Testo fornito:
○ ○ ○ ○ ○

In uno degli articoli di questa serie, sugli standard W3C, avevamo promesso, senza fretta, di parlare del PICS (Platform for Internet Content Selection), il sistema di rating (etichettatura) dei contenuti delle pagine Web che, dopo la sconfitta del Common Decency Act, è stato ampiamente strumentalizzato dai censori della rete nel tentativo di fare pulizia ed eliminare i cattivi da Internet. Manteniamo ora l’impegno preso.

Se dietro le quinte degli altri standard W3C si muovono interessi prevalentemente commerciali, con battaglie tra Netscape e Microsoft o tra Adobe e Macromedia, il PICS ha invece alle spalle una lungo scontro politico ed ideologico tra le differenti filosofie della rete, ed è necessario, più che inoltrarsi nella tecnica, riassumere in breve la situazione e gli eventi.

La Corte Suprema degli Stati Uniti a giugno ’97 bocciò definitivamente il progetto di legge noto come CDA (Communications Decency Act) firmato da Clinton all’inizio del ’96, che, se in vigore, avrebbe comportato severe sanzioni per chi avesse “consapevolmente” trasmesso in rete materiale o messaggi “osceni o indecenti” ai minori di 18 anni. La sua bocciatura per incostituzionalità avvenne anche grazie alla mobilitazione di un ampio fronte di oppositori che riuniva sotto il simbolo del blue ribbon, il nastrino blu emblema della libertà di espressione in rete, attivisti politici ed Internet provider, editori di riviste pornografiche e movimenti femministi, i grossi produttori di software e i bibliotecari.

○ ○ ○ ○ ○

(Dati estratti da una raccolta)
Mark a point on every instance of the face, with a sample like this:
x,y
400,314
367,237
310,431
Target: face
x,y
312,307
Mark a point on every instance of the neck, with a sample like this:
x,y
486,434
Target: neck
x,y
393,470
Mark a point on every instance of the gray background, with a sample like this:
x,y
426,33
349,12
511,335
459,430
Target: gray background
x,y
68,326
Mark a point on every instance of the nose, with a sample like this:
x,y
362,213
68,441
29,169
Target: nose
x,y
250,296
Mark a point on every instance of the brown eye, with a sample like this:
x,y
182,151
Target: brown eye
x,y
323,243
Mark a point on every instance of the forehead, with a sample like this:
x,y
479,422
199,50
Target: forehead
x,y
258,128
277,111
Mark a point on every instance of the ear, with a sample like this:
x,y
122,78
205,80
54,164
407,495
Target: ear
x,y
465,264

○ ○ ○ ○ ○

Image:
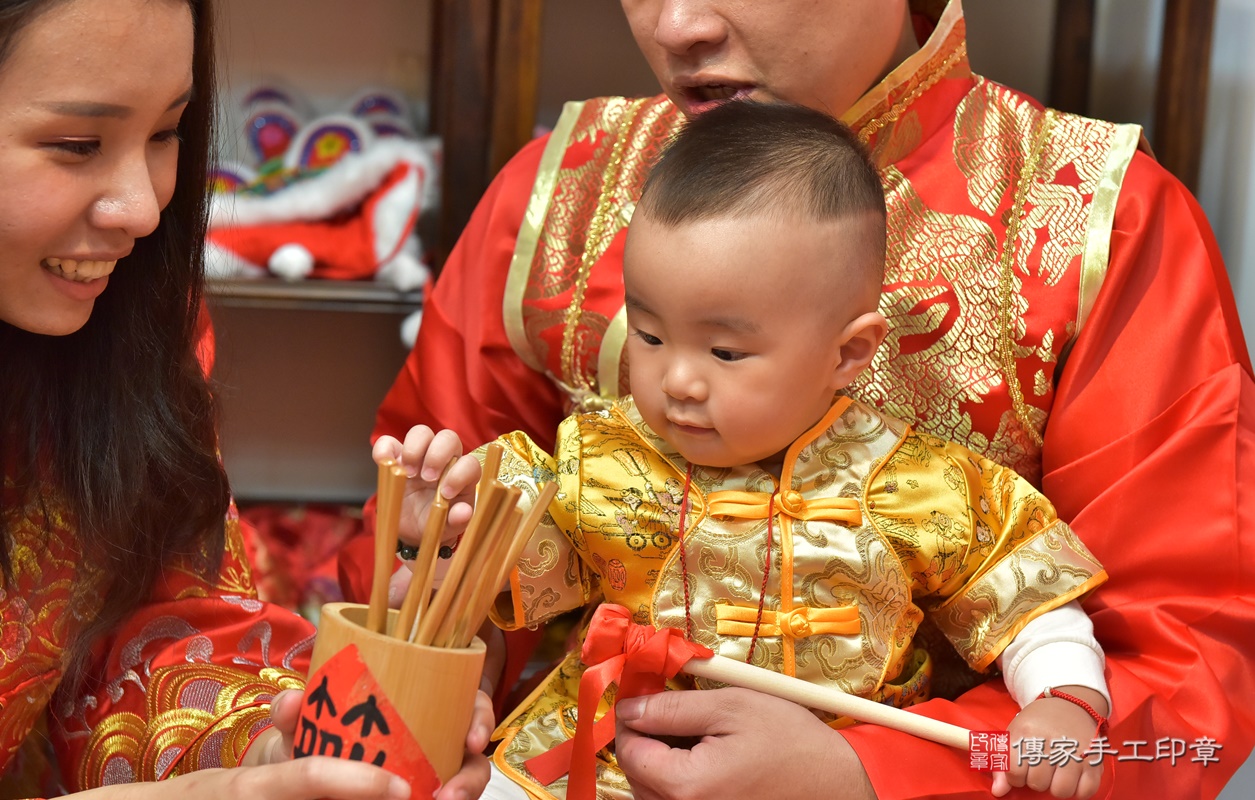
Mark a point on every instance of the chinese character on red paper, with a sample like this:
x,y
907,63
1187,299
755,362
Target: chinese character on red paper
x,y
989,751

○ ○ ○ ○ ○

Duplica integralmente il testo sul PICS, parola per parola e senza alcuna modifica.

Risposta scritta:
In uno degli articoli di questa serie, sugli standard W3C, avevamo promesso, senza fretta, di parlare del PICS (Platform for Internet Content Selection), il sistema di rating (etichettatura) dei contenuti delle pagine Web che, dopo la sconfitta del Common Decency Act, è stato ampiamente strumentalizzato dai censori della rete nel tentativo di fare pulizia ed eliminare i cattivi da Internet. Manteniamo ora l’impegno preso.

Se dietro le quinte degli altri standard W3C si muovono interessi prevalentemente commerciali, con battaglie tra Netscape e Microsoft o tra Adobe e Macromedia, il PICS ha invece alle spalle una lungo scontro politico ed ideologico tra le differenti filosofie della rete, ed è necessario, più che inoltrarsi nella tecnica, riassumere in breve la situazione e gli eventi.

La Corte Suprema degli Stati Uniti a giugno ’97 bocciò definitivamente il progetto di legge noto come CDA (Communications Decency Act) firmato da Clinton all’inizio del ’96, che, se in vigore, avrebbe comportato severe sanzioni per chi avesse “consapevolmente” trasmesso in rete materiale o messaggi “osceni o indecenti” ai minori di 18 anni. La sua bocciatura per incostituzionalità avvenne anche grazie alla mobilitazione di un ampio fronte di oppositori che riuniva sotto il simbolo del blue ribbon, il nastrino blu emblema della libertà di espressione in rete, attivisti politici ed Internet provider, editori di riviste pornografiche e movimenti femministi, i grossi produttori di software e i bibliotecari.